- _WORK TASK_:
Would you please write out only the lines running from the top of the listing through the one holding "254L229 276L244 383L235", exactly, with both ends kept and pictures left out?

- _EXTRACTED MATERIAL_:
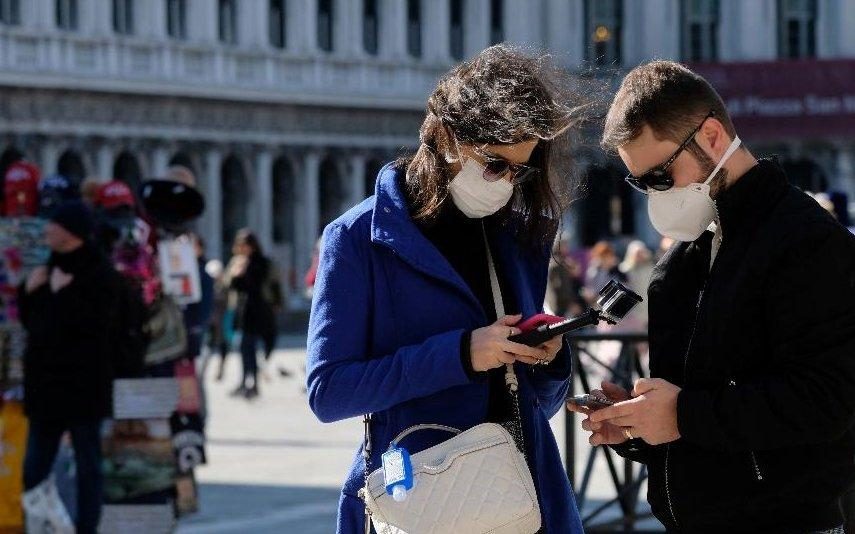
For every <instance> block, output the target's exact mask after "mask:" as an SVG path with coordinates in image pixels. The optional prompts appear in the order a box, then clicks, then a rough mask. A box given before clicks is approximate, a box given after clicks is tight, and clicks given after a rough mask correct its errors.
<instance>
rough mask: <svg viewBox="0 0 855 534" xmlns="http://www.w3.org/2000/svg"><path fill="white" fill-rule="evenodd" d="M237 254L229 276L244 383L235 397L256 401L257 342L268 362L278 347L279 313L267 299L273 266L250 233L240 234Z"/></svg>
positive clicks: (253, 234)
mask: <svg viewBox="0 0 855 534" xmlns="http://www.w3.org/2000/svg"><path fill="white" fill-rule="evenodd" d="M234 250H235V253H236V255H237V256H238V258H236V260H235V261H233V262H232V263H231V265H230V267H231V268H232V269H233V272H231V273H228V274H229V278H230V287H231V289H233V290H235V291H236V292H237V293H238V295H239V296H240V299H239V305H238V311H237V314H236V318H235V322H236V329H237V330H240V331H241V343H240V352H241V360H242V362H243V379H242V380H241V383H240V385H239V386H238V388H237V389H236V390H235V391H234V394H235V395H244V396H245V397H246V398H254V397H257V396H258V360H257V356H256V350H257V347H258V342H259V341H262V342H263V344H264V351H265V358H266V359H269V357H270V354H271V353H272V352H273V349H274V347H275V344H276V333H277V328H276V310H275V308H274V306H273V304H272V303H271V298H270V296H269V295H268V293H269V288H268V286H269V285H270V284H271V274H272V269H273V264H272V262H271V261H270V259H268V258H267V257H265V256H264V253H263V252H262V250H261V244H260V243H259V242H258V239H257V238H256V237H255V235H254V234H253V233H252V232H250V231H248V230H241V231H240V232H238V235H237V236H236V237H235V245H234Z"/></svg>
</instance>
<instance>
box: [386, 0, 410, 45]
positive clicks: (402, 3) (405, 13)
mask: <svg viewBox="0 0 855 534" xmlns="http://www.w3.org/2000/svg"><path fill="white" fill-rule="evenodd" d="M380 36H381V37H380V55H381V56H382V57H384V58H386V59H396V60H403V59H404V58H405V57H406V56H407V4H406V0H381V2H380Z"/></svg>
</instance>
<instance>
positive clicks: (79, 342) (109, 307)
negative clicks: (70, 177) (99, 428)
mask: <svg viewBox="0 0 855 534" xmlns="http://www.w3.org/2000/svg"><path fill="white" fill-rule="evenodd" d="M58 263H59V264H61V265H62V268H63V270H64V271H65V272H68V273H70V274H73V275H74V279H73V280H72V281H71V283H70V284H69V285H67V286H66V287H64V288H62V289H60V290H59V291H58V292H56V293H53V292H52V291H51V290H50V284H49V283H46V284H44V285H42V286H41V287H39V288H38V289H36V290H35V291H34V292H33V293H30V294H27V292H26V290H25V289H24V287H23V286H22V288H21V290H20V292H19V297H20V301H19V302H20V312H21V322H22V323H23V325H24V328H25V329H26V330H27V348H26V351H25V353H24V407H25V410H26V413H27V415H28V416H29V417H31V418H37V419H62V420H79V419H91V418H99V417H105V416H107V415H109V413H110V411H111V406H112V399H111V392H112V387H111V386H112V380H113V376H114V369H115V367H116V365H117V363H118V362H117V359H119V358H122V356H121V351H120V350H119V347H118V340H119V339H120V338H121V336H120V332H119V326H120V325H119V322H120V320H121V319H120V315H121V314H120V313H119V311H120V308H121V302H122V299H123V294H122V293H123V289H122V285H121V284H122V280H121V279H120V275H119V274H118V273H117V272H116V271H115V270H114V269H113V268H112V267H111V266H110V264H109V263H108V262H107V260H106V259H105V258H104V257H103V256H102V255H101V253H100V252H99V251H97V250H96V249H95V248H94V247H91V246H88V245H84V247H82V248H80V249H78V250H77V251H75V252H73V253H71V254H70V255H62V256H58V255H54V256H52V257H51V260H50V262H49V268H50V267H52V266H53V265H56V264H58Z"/></svg>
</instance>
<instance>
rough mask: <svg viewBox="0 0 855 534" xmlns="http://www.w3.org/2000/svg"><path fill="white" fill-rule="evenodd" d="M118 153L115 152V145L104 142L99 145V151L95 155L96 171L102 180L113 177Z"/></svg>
mask: <svg viewBox="0 0 855 534" xmlns="http://www.w3.org/2000/svg"><path fill="white" fill-rule="evenodd" d="M115 157H116V155H115V154H114V153H113V147H111V146H110V145H108V144H103V145H101V146H100V147H98V152H97V153H96V155H95V172H96V173H97V174H98V178H99V179H101V180H112V179H113V164H114V163H115Z"/></svg>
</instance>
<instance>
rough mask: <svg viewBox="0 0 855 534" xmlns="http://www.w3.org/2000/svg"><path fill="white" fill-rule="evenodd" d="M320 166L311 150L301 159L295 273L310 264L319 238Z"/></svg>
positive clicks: (304, 269) (297, 222)
mask: <svg viewBox="0 0 855 534" xmlns="http://www.w3.org/2000/svg"><path fill="white" fill-rule="evenodd" d="M320 166H321V155H320V153H318V152H317V151H314V150H311V151H309V152H308V153H306V154H305V156H304V157H303V190H302V191H301V194H300V198H301V200H302V202H301V205H300V206H299V208H298V214H299V215H300V218H299V219H298V220H297V223H298V224H297V227H298V228H302V229H303V231H302V232H301V233H300V234H299V235H298V236H297V247H296V254H297V258H296V265H297V273H298V274H301V273H304V272H306V270H307V269H308V268H309V266H310V265H311V262H312V249H313V248H314V246H315V241H317V239H318V237H319V236H320V232H321V228H320V215H321V214H320V211H321V206H320V198H319V192H320V176H319V172H320Z"/></svg>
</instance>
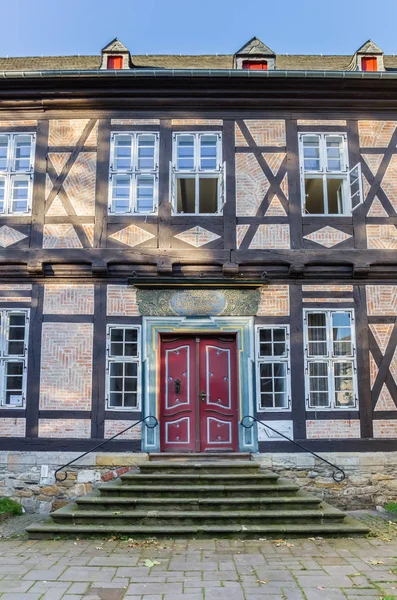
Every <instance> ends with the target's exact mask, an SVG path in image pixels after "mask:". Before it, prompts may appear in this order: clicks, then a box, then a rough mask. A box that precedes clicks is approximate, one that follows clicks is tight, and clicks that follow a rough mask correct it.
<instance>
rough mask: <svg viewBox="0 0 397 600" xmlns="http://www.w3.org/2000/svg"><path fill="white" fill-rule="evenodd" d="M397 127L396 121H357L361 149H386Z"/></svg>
mask: <svg viewBox="0 0 397 600" xmlns="http://www.w3.org/2000/svg"><path fill="white" fill-rule="evenodd" d="M396 126H397V122H396V121H359V122H358V131H359V135H360V146H361V147H362V148H386V146H388V145H389V143H390V140H391V136H392V135H393V133H394V130H395V128H396Z"/></svg>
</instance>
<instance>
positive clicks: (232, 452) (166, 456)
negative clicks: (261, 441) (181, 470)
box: [149, 452, 251, 462]
mask: <svg viewBox="0 0 397 600" xmlns="http://www.w3.org/2000/svg"><path fill="white" fill-rule="evenodd" d="M213 460H217V461H218V460H222V461H223V460H229V461H230V460H231V461H236V460H251V454H250V453H249V452H205V453H203V452H189V453H188V454H186V453H182V452H180V453H179V452H152V453H151V454H149V461H151V462H154V461H172V462H174V461H175V462H178V461H182V462H187V461H195V462H203V461H213Z"/></svg>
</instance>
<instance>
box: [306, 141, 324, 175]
mask: <svg viewBox="0 0 397 600" xmlns="http://www.w3.org/2000/svg"><path fill="white" fill-rule="evenodd" d="M303 158H304V168H305V171H319V170H320V168H321V163H320V137H319V136H318V135H310V136H309V135H305V136H304V137H303Z"/></svg>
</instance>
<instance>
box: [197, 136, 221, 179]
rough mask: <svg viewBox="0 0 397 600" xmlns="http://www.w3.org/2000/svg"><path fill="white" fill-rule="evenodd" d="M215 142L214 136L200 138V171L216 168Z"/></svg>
mask: <svg viewBox="0 0 397 600" xmlns="http://www.w3.org/2000/svg"><path fill="white" fill-rule="evenodd" d="M217 140H218V138H217V136H216V135H202V136H201V137H200V169H207V170H214V169H216V168H217V160H216V159H217V156H216V154H217V153H216V149H217Z"/></svg>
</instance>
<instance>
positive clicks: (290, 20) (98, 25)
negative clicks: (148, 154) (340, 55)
mask: <svg viewBox="0 0 397 600" xmlns="http://www.w3.org/2000/svg"><path fill="white" fill-rule="evenodd" d="M0 3H1V20H2V25H3V27H2V32H1V36H0V56H7V55H8V56H24V55H25V56H40V55H58V54H99V52H100V49H101V48H102V47H103V46H104V45H106V43H108V42H109V41H110V40H111V39H112V38H114V37H118V38H119V39H120V40H121V41H122V42H123V43H124V44H125V45H126V46H127V47H128V48H129V50H130V51H131V53H132V54H168V53H170V54H174V53H175V54H179V53H181V54H204V53H208V54H212V53H219V54H229V53H231V54H232V53H233V52H235V51H236V50H237V49H238V48H239V47H240V46H242V45H243V44H244V43H245V42H246V41H248V40H249V39H250V38H251V37H253V36H254V35H256V36H257V37H259V38H260V39H261V40H262V41H263V42H265V43H266V44H267V45H268V46H270V48H272V49H273V50H274V51H275V52H276V53H279V54H286V53H290V54H352V53H353V52H354V51H355V50H356V49H357V48H358V47H359V46H360V45H361V44H362V43H363V42H365V41H366V40H367V39H368V38H371V39H373V40H374V41H375V42H376V43H377V44H378V45H379V46H380V47H381V48H382V49H383V50H384V51H385V53H387V54H397V35H396V23H397V0H377V1H374V0H271V1H269V0H249V1H247V0H195V1H192V0H139V1H138V0H12V1H9V0H0Z"/></svg>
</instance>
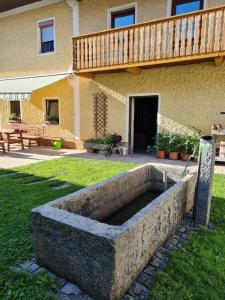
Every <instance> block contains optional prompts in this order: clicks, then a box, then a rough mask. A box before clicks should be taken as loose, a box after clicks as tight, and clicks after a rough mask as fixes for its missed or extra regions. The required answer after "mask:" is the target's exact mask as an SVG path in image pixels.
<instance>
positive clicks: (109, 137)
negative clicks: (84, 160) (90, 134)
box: [84, 134, 112, 152]
mask: <svg viewBox="0 0 225 300" xmlns="http://www.w3.org/2000/svg"><path fill="white" fill-rule="evenodd" d="M111 144H112V142H111V135H110V134H107V135H105V136H103V137H101V138H95V139H94V138H92V139H88V140H86V142H85V143H84V147H85V148H86V149H87V150H90V151H95V152H98V151H106V152H107V151H108V150H109V149H110V148H111Z"/></svg>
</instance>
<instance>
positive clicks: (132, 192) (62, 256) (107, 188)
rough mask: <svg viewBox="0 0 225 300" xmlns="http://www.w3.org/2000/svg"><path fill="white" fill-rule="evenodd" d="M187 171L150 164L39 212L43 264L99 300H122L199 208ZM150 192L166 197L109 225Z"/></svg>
mask: <svg viewBox="0 0 225 300" xmlns="http://www.w3.org/2000/svg"><path fill="white" fill-rule="evenodd" d="M165 170H166V173H167V186H168V189H167V190H166V191H165V192H164V188H165V183H164V179H165V173H164V171H165ZM182 172H183V168H181V169H178V168H167V169H165V167H156V166H153V165H150V164H147V165H145V166H142V167H139V168H136V169H134V170H131V171H129V172H127V173H124V174H121V175H118V176H115V177H113V178H111V179H108V180H105V181H103V182H101V183H99V184H96V185H94V186H91V187H88V188H85V189H82V190H80V191H78V192H75V193H72V194H70V195H68V196H65V197H63V198H60V199H57V200H55V201H52V202H49V203H47V204H46V205H43V206H41V207H38V208H35V209H33V210H32V213H31V215H30V229H31V233H32V243H33V248H34V252H35V256H36V259H37V262H38V264H39V265H42V266H44V267H47V268H48V269H49V270H50V271H51V272H53V273H55V274H57V275H58V276H61V277H64V278H66V279H68V280H70V281H72V282H75V283H76V284H78V285H79V286H80V287H81V288H82V289H83V290H84V291H85V292H86V293H88V294H89V295H90V296H91V297H93V298H94V299H97V300H101V299H120V298H121V297H122V296H123V295H124V294H125V292H126V290H127V289H128V287H129V286H130V285H131V283H132V282H133V280H134V279H135V278H136V277H137V276H138V275H139V273H140V272H141V271H142V269H143V268H144V267H145V265H146V264H147V262H148V261H149V259H150V257H151V256H152V255H153V254H154V252H155V251H156V250H157V249H158V248H159V247H160V246H161V244H162V243H163V242H164V241H165V240H166V239H167V238H168V237H169V236H170V234H171V233H172V232H173V231H174V230H175V229H176V227H177V225H178V224H179V222H180V221H181V219H182V218H183V216H184V214H185V213H186V212H188V211H189V210H190V209H191V208H192V207H193V203H194V192H195V186H196V178H197V176H196V174H195V173H192V174H187V175H186V176H185V177H184V178H182V179H181V174H182ZM146 191H155V192H160V193H161V194H160V196H158V197H157V198H155V199H154V200H153V201H152V202H151V203H149V204H148V205H146V206H145V207H144V208H142V209H141V210H140V211H139V212H137V213H136V214H134V215H133V216H132V217H131V218H130V219H128V220H127V221H125V222H124V223H123V224H121V225H120V226H113V225H109V224H106V223H104V220H105V219H106V218H107V217H109V216H111V215H112V214H114V213H115V212H117V211H118V210H120V209H121V208H122V207H124V206H126V205H128V204H129V203H132V202H134V201H135V199H137V197H138V196H140V195H142V194H143V193H145V192H146Z"/></svg>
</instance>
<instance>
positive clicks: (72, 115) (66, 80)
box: [0, 0, 75, 140]
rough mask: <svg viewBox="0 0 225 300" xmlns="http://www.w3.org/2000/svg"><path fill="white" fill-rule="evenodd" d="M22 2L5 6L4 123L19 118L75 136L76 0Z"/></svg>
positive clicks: (55, 134) (0, 25)
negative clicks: (8, 6)
mask: <svg viewBox="0 0 225 300" xmlns="http://www.w3.org/2000/svg"><path fill="white" fill-rule="evenodd" d="M11 2H12V3H13V1H11ZM18 2H21V1H14V3H13V6H12V7H5V5H4V4H1V12H0V36H1V41H0V49H1V50H0V57H1V61H0V94H1V95H0V98H1V100H0V127H2V128H10V127H11V126H12V122H13V123H14V122H16V121H19V122H21V123H22V124H29V125H30V124H32V125H34V124H35V125H40V126H44V135H45V136H49V137H62V138H64V139H68V140H73V139H74V137H75V129H74V128H75V125H74V119H75V112H74V110H75V108H74V93H75V92H74V87H75V85H74V80H75V79H74V75H73V70H72V46H71V38H72V36H73V2H72V1H71V2H70V1H57V0H47V1H22V2H23V3H22V4H23V5H22V6H20V4H18ZM17 6H18V7H17ZM9 8H11V9H9ZM11 117H12V118H13V119H17V120H16V121H15V120H10V118H11ZM18 117H20V120H19V118H18Z"/></svg>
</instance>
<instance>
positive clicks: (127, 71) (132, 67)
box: [126, 67, 141, 74]
mask: <svg viewBox="0 0 225 300" xmlns="http://www.w3.org/2000/svg"><path fill="white" fill-rule="evenodd" d="M126 70H127V72H129V73H131V74H140V73H141V68H138V67H132V68H128V69H126Z"/></svg>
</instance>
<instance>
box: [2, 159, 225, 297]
mask: <svg viewBox="0 0 225 300" xmlns="http://www.w3.org/2000/svg"><path fill="white" fill-rule="evenodd" d="M134 166H135V164H122V163H112V162H104V161H94V160H84V159H73V158H62V159H57V160H52V161H48V162H43V163H39V164H33V165H30V166H26V167H23V168H18V169H15V171H16V172H23V173H25V174H28V175H29V174H31V175H33V176H32V177H29V176H27V177H26V178H22V177H21V175H19V174H17V173H15V175H14V176H10V177H5V178H0V299H23V300H24V299H25V300H28V299H29V300H30V299H35V300H36V299H51V298H52V296H51V294H50V293H49V288H54V284H53V283H52V282H51V280H44V279H43V277H41V276H40V277H38V278H37V277H36V278H30V277H28V276H27V275H26V274H24V273H20V274H18V273H16V272H15V271H13V270H12V269H11V267H12V266H15V265H17V264H19V263H21V262H24V261H26V260H27V259H29V258H30V257H31V256H32V247H31V242H30V235H29V231H28V228H27V221H28V216H29V213H30V210H31V209H32V208H33V207H36V206H39V205H41V204H44V203H46V202H48V201H50V200H53V199H55V198H57V197H61V196H64V195H65V194H68V193H71V192H74V191H76V190H78V189H80V188H83V187H85V186H88V185H91V184H94V183H96V182H99V181H101V180H103V179H106V178H108V177H111V176H113V175H116V174H118V173H121V172H124V171H127V170H128V169H131V168H133V167H134ZM7 172H8V171H7ZM1 173H4V171H0V174H1ZM52 176H54V177H55V178H54V179H52V180H50V181H48V182H43V183H41V184H39V185H33V186H27V185H26V183H31V182H33V181H41V180H44V179H46V178H49V177H52ZM65 182H67V183H69V184H70V185H71V186H70V187H67V188H66V189H63V190H58V191H54V190H52V186H57V185H62V184H63V183H65ZM211 222H212V223H213V224H214V225H215V228H214V229H213V230H212V231H206V230H201V231H200V232H199V234H197V235H194V236H193V238H192V243H188V244H186V245H185V246H184V247H183V248H182V249H179V250H177V251H176V252H174V253H173V255H172V257H171V260H170V263H169V265H168V267H167V269H166V271H165V272H164V273H163V274H161V275H159V277H158V278H157V280H156V283H155V287H154V289H153V291H152V293H151V299H156V300H158V299H159V300H160V299H163V300H168V299H171V300H172V299H173V300H174V299H179V300H180V299H181V300H182V299H196V300H197V299H204V300H206V299H212V300H216V299H221V300H223V299H225V247H224V246H225V176H224V175H216V176H215V180H214V186H213V200H212V214H211Z"/></svg>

- _TASK OUTPUT_:
For every <instance> block, output the target's exact mask after "mask:" as an SVG path with coordinates in image pixels. The optional prompts appear in the order a box, then clicks, then a rough mask. A box given before clicks is approximate, a box given after clicks is tight, and clicks given after a rough mask correct its errors.
<instance>
rough mask: <svg viewBox="0 0 855 534" xmlns="http://www.w3.org/2000/svg"><path fill="white" fill-rule="evenodd" d="M237 254L229 276L244 383L235 397L256 401L257 342L268 362L278 347L279 313L267 299L273 266L250 233L240 234Z"/></svg>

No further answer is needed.